* start SOURCE TEXT *
As broadcast is the preferred communication mode in vehicular ad hoc networks, no acknowledgements are sent back from individual receivers to inform a sender of the success of a transmission. This lack of feedback makes e.g. the dissemination of vital information within a group of vehicles, e.g. a platoon of trucks, a challenging task as it is not obvious when all members of the targeted group have successfully received the data and the dissemination process may stop.

2.2 Medium Access Control in IEEE 802.11p

A MAC protocol is a set of rules that determines which node gets to access the common medium (in our case, the dedicated frequency band), when to access it and for how long.

MAC protocols can ensure a fair access to the medium or deliberately prioritize certain data traffic classes, e.g. safety-critical over best-effort packets. The two main types of MAC methods, contention-based and collision-free MAC protocols, are presented in this chapter, along with a more detailed introduction to the IEEE 802.11p MAC protocol and its shortcomings.
* end SOURCE TEXT *
* start THE DATA *
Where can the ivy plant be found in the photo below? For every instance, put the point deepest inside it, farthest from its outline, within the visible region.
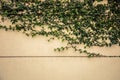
(74, 21)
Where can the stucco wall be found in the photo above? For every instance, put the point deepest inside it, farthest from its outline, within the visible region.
(52, 68)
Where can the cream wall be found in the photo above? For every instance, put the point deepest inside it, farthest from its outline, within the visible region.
(52, 68)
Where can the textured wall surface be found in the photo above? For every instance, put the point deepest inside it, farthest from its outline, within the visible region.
(52, 68)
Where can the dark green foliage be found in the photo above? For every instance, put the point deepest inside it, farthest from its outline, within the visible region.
(72, 21)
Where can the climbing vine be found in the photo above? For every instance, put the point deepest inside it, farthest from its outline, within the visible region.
(74, 21)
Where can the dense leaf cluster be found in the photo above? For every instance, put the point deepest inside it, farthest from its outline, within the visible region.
(74, 21)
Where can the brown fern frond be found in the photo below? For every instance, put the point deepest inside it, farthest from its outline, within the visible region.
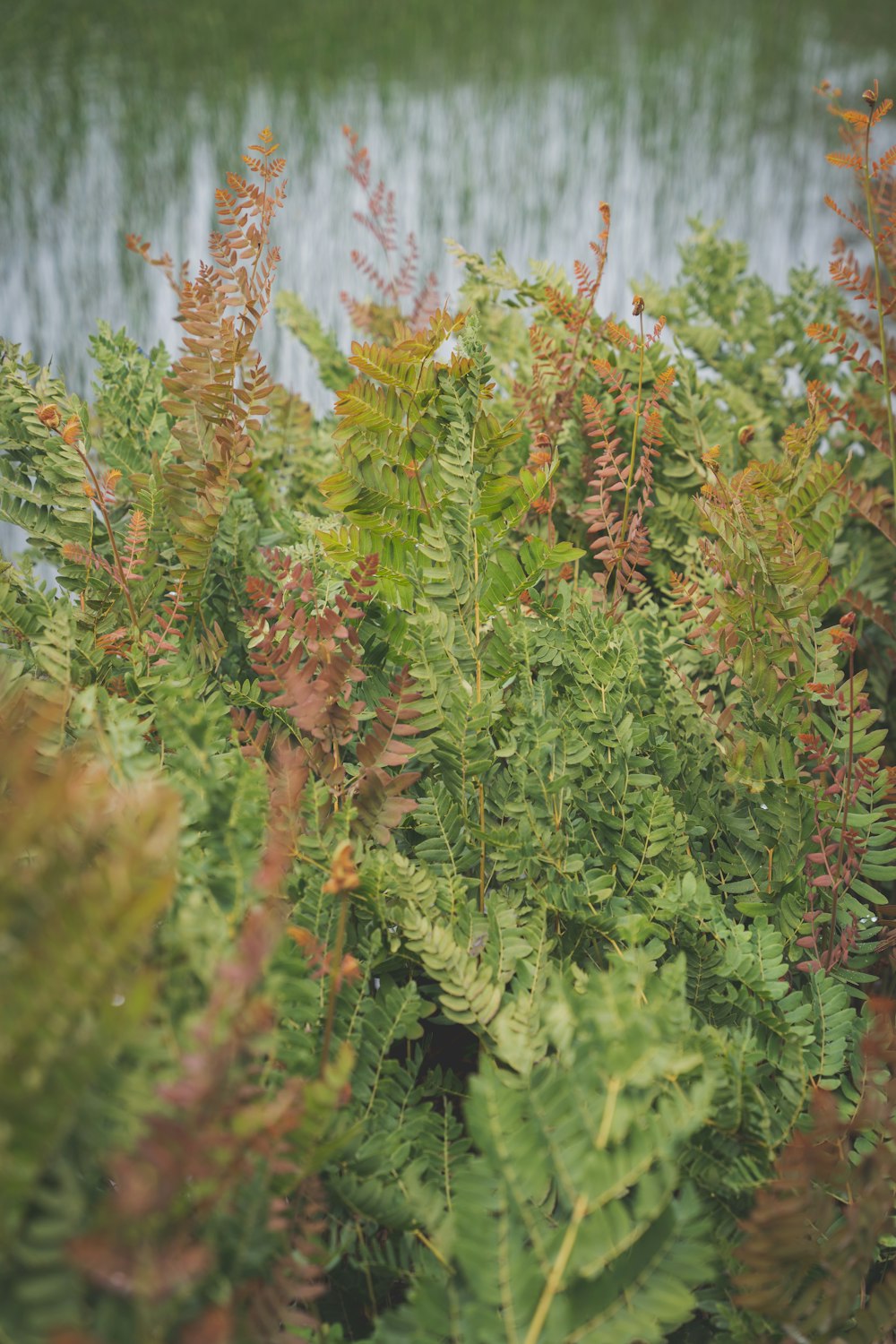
(90, 561)
(218, 386)
(134, 545)
(386, 742)
(171, 620)
(874, 504)
(810, 1242)
(400, 280)
(872, 610)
* end THE DATA *
WHAT THIS EXERCISE ASKS
- 1) Can you reproduce the vehicular networking passage from "2.2 Medium Access" to "for how long.", changing "common medium" to "shared channel"?
- 2) Which lines of the rows contain the word "below"? Identify and copy out each one, treating case as significant.

ANSWERS FOR THE TASKS
- 1)
2.2 Medium Access Control in IEEE 802.11p

A MAC protocol is a set of rules that determines which node gets to access the shared channel (in our case, the dedicated frequency band), when to access it and for how long.

- 2)
Where can the ivy plant be found in the photo below? For every instance, put the point deepest inside it, farthest from its outline, within the visible region.
Where can the brown fern frond be found in the photo below? For every instance, put the point deepest inside it, farthest from its outline, within the visible region.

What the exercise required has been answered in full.